Cannes Film Festival 1994 (Dramatic Competition)–I suspect most of you have not heard of Nanni Moretti, a director that in some ways could be dubbed the “Italian Woody Allen.”
Moretti is a talented writer-director with seven films under his belt, which, to the best of my knowledge, have not been released in the U.S. I saw his new movie, “Caro Diario” (“Dear Diary”) at the Cannes Film Festival, where it world-premiered, and was immediately taken by his sensibility, humor, and compassion as a performer and filmmaker; Moretti won the best director award in Cannes.
Aptly titled, “Caro Diario” is a personal work in the way that Allen’s movies (“Annie Hall,” “Manhattan”) were in the 1970s, but not at present. Funny and often witty and touching, the movie is structured as an intimate travelogue. Moretti tools around Rome on his Vespa, wandering through residential neighborhoods, revisiting the islands of Lipari and Stromboli (where Rossellini shot some of his movies), and so on.

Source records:
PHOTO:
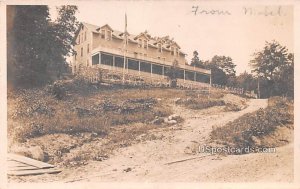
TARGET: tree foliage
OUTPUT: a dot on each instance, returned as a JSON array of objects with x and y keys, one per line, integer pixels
[
  {"x": 274, "y": 65},
  {"x": 37, "y": 45},
  {"x": 196, "y": 61},
  {"x": 173, "y": 73}
]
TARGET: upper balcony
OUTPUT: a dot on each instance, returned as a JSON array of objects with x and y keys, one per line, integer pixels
[{"x": 135, "y": 55}]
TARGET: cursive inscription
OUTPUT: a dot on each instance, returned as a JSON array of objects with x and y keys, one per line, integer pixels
[{"x": 197, "y": 11}]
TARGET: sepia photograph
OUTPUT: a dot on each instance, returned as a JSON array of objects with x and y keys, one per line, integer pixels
[{"x": 150, "y": 92}]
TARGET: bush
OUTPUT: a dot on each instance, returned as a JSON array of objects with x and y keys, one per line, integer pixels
[
  {"x": 243, "y": 131},
  {"x": 200, "y": 103}
]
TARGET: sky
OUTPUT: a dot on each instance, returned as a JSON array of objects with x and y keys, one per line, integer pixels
[{"x": 236, "y": 30}]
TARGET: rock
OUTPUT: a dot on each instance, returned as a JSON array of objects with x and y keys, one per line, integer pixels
[
  {"x": 34, "y": 152},
  {"x": 127, "y": 170},
  {"x": 166, "y": 120},
  {"x": 158, "y": 121},
  {"x": 256, "y": 140},
  {"x": 171, "y": 122},
  {"x": 174, "y": 117},
  {"x": 176, "y": 100}
]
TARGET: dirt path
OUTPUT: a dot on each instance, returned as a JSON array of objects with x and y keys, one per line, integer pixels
[{"x": 146, "y": 161}]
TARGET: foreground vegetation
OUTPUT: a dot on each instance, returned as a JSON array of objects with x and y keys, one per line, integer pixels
[
  {"x": 256, "y": 129},
  {"x": 73, "y": 121}
]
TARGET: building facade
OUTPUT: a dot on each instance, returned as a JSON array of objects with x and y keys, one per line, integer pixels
[{"x": 140, "y": 55}]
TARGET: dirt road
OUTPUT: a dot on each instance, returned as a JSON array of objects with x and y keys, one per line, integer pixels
[{"x": 147, "y": 161}]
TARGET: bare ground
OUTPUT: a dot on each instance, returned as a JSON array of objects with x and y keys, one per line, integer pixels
[{"x": 147, "y": 160}]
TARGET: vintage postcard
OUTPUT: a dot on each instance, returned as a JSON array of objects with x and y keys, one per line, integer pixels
[{"x": 147, "y": 94}]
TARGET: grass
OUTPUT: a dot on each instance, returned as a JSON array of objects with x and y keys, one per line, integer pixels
[
  {"x": 35, "y": 113},
  {"x": 244, "y": 131}
]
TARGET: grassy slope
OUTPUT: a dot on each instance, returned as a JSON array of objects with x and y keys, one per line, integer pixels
[{"x": 257, "y": 129}]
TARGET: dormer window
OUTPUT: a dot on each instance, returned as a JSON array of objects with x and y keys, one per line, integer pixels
[
  {"x": 103, "y": 34},
  {"x": 140, "y": 43},
  {"x": 108, "y": 37},
  {"x": 159, "y": 47},
  {"x": 172, "y": 51}
]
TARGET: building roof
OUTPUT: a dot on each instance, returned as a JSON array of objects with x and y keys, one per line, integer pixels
[{"x": 152, "y": 41}]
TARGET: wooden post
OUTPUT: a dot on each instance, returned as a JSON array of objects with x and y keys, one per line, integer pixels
[
  {"x": 139, "y": 68},
  {"x": 113, "y": 62},
  {"x": 258, "y": 89}
]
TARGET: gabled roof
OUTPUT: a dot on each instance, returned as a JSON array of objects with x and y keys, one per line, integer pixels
[
  {"x": 145, "y": 34},
  {"x": 106, "y": 25},
  {"x": 152, "y": 41}
]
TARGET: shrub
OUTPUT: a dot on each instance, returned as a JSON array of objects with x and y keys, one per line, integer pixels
[
  {"x": 243, "y": 131},
  {"x": 200, "y": 103}
]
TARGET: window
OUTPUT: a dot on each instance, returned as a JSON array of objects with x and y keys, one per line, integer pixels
[
  {"x": 157, "y": 69},
  {"x": 108, "y": 37},
  {"x": 106, "y": 59},
  {"x": 145, "y": 67},
  {"x": 95, "y": 59},
  {"x": 133, "y": 64},
  {"x": 181, "y": 74},
  {"x": 202, "y": 78},
  {"x": 189, "y": 75},
  {"x": 103, "y": 34},
  {"x": 159, "y": 47},
  {"x": 140, "y": 43},
  {"x": 119, "y": 62}
]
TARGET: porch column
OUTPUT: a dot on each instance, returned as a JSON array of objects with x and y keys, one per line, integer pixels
[
  {"x": 151, "y": 70},
  {"x": 99, "y": 59},
  {"x": 113, "y": 62},
  {"x": 139, "y": 68}
]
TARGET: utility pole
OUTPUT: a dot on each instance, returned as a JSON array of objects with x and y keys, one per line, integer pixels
[
  {"x": 258, "y": 88},
  {"x": 125, "y": 45}
]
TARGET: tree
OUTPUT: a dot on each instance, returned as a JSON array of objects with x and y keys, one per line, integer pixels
[
  {"x": 173, "y": 73},
  {"x": 28, "y": 44},
  {"x": 222, "y": 70},
  {"x": 64, "y": 29},
  {"x": 246, "y": 81},
  {"x": 225, "y": 63},
  {"x": 274, "y": 65},
  {"x": 36, "y": 45},
  {"x": 196, "y": 61}
]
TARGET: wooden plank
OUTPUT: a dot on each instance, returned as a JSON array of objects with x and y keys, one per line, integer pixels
[
  {"x": 29, "y": 161},
  {"x": 15, "y": 163},
  {"x": 187, "y": 159},
  {"x": 28, "y": 167},
  {"x": 33, "y": 172}
]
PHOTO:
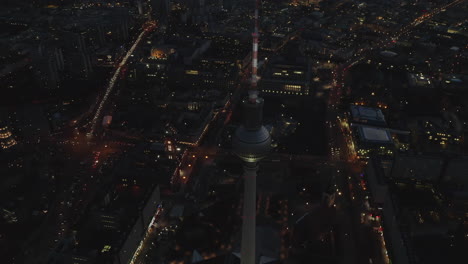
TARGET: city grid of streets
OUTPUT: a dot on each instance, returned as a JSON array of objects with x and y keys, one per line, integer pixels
[{"x": 100, "y": 151}]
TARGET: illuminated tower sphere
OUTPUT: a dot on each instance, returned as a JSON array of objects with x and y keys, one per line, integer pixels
[
  {"x": 251, "y": 143},
  {"x": 6, "y": 138}
]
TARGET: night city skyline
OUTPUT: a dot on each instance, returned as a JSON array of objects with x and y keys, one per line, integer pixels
[{"x": 233, "y": 131}]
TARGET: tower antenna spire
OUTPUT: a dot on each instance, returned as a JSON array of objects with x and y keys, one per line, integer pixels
[
  {"x": 253, "y": 92},
  {"x": 251, "y": 143}
]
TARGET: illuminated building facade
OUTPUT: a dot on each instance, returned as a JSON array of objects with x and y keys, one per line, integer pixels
[
  {"x": 283, "y": 80},
  {"x": 6, "y": 138},
  {"x": 372, "y": 140}
]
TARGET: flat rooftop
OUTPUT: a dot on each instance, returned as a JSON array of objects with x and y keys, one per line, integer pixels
[
  {"x": 363, "y": 113},
  {"x": 375, "y": 134}
]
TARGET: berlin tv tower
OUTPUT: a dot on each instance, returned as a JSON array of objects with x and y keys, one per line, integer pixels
[{"x": 251, "y": 143}]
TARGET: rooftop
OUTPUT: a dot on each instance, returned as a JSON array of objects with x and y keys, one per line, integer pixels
[
  {"x": 374, "y": 134},
  {"x": 365, "y": 114}
]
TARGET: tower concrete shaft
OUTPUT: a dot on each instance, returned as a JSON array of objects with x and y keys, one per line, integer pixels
[{"x": 249, "y": 214}]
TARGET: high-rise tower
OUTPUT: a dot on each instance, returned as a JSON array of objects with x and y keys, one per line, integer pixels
[
  {"x": 251, "y": 143},
  {"x": 6, "y": 138}
]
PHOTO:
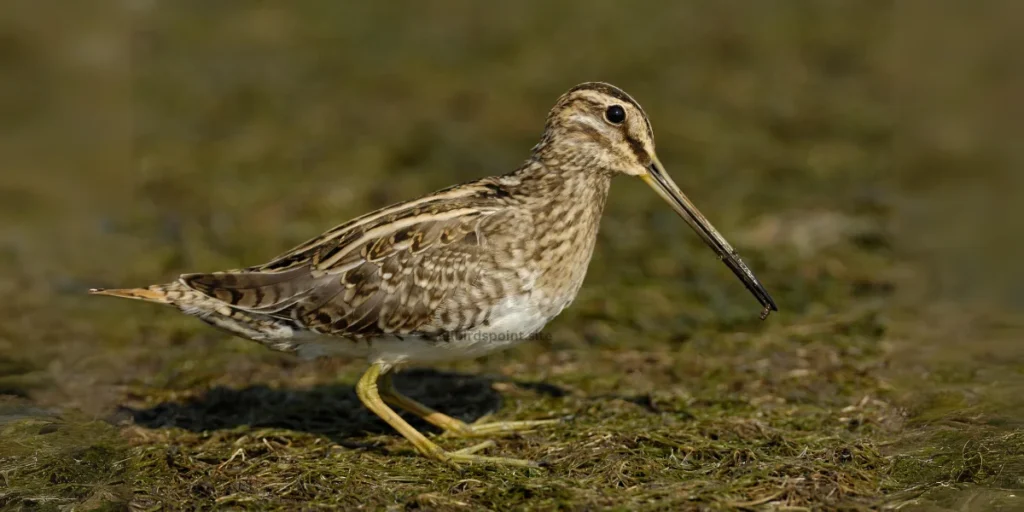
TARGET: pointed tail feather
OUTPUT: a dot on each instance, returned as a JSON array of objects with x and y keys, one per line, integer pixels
[{"x": 156, "y": 293}]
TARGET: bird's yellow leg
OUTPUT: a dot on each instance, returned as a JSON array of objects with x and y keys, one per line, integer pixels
[
  {"x": 451, "y": 425},
  {"x": 369, "y": 395}
]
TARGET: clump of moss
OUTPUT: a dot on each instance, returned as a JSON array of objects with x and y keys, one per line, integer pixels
[{"x": 59, "y": 461}]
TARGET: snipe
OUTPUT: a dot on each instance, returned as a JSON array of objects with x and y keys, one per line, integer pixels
[{"x": 458, "y": 273}]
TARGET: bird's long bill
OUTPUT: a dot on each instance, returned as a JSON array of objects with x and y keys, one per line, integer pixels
[{"x": 659, "y": 180}]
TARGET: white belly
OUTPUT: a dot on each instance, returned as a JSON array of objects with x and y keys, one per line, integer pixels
[{"x": 515, "y": 321}]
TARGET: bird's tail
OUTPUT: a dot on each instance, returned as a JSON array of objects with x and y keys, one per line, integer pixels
[{"x": 162, "y": 294}]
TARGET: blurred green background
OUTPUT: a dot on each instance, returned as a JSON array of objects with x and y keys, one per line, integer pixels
[{"x": 861, "y": 155}]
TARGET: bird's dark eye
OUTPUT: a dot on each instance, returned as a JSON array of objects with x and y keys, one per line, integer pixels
[{"x": 615, "y": 114}]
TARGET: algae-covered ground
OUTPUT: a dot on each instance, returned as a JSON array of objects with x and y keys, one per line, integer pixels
[{"x": 844, "y": 146}]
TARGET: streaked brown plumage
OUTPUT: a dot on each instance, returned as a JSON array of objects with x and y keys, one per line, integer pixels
[{"x": 456, "y": 273}]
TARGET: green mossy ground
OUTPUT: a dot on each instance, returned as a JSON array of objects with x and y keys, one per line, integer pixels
[{"x": 240, "y": 130}]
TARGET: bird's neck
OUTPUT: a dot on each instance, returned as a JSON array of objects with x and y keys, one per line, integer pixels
[{"x": 570, "y": 184}]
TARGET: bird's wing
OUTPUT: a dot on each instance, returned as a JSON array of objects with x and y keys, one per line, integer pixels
[{"x": 385, "y": 272}]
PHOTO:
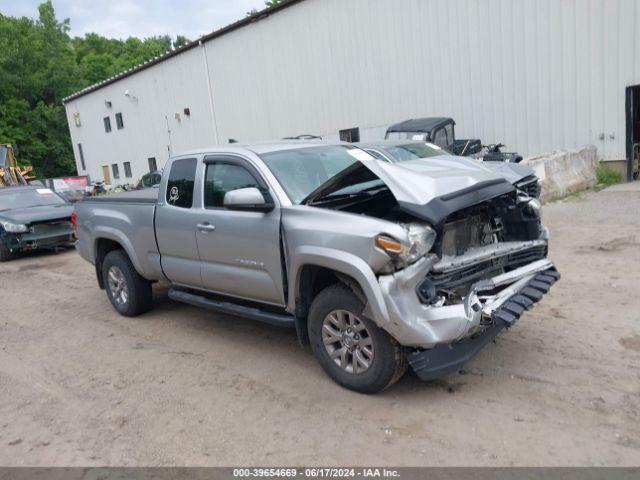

== Activity ==
Using the review of "Caro Diario," answer these:
(a) At which festival did the movie have its world premiere?
(b) What award did Moretti win there?
(c) Which two islands does Moretti revisit in the movie?
You can ignore the items, since none of them are needed here.

== Output ==
(a) The Cannes Film Festival
(b) Best director
(c) Lipari and Stromboli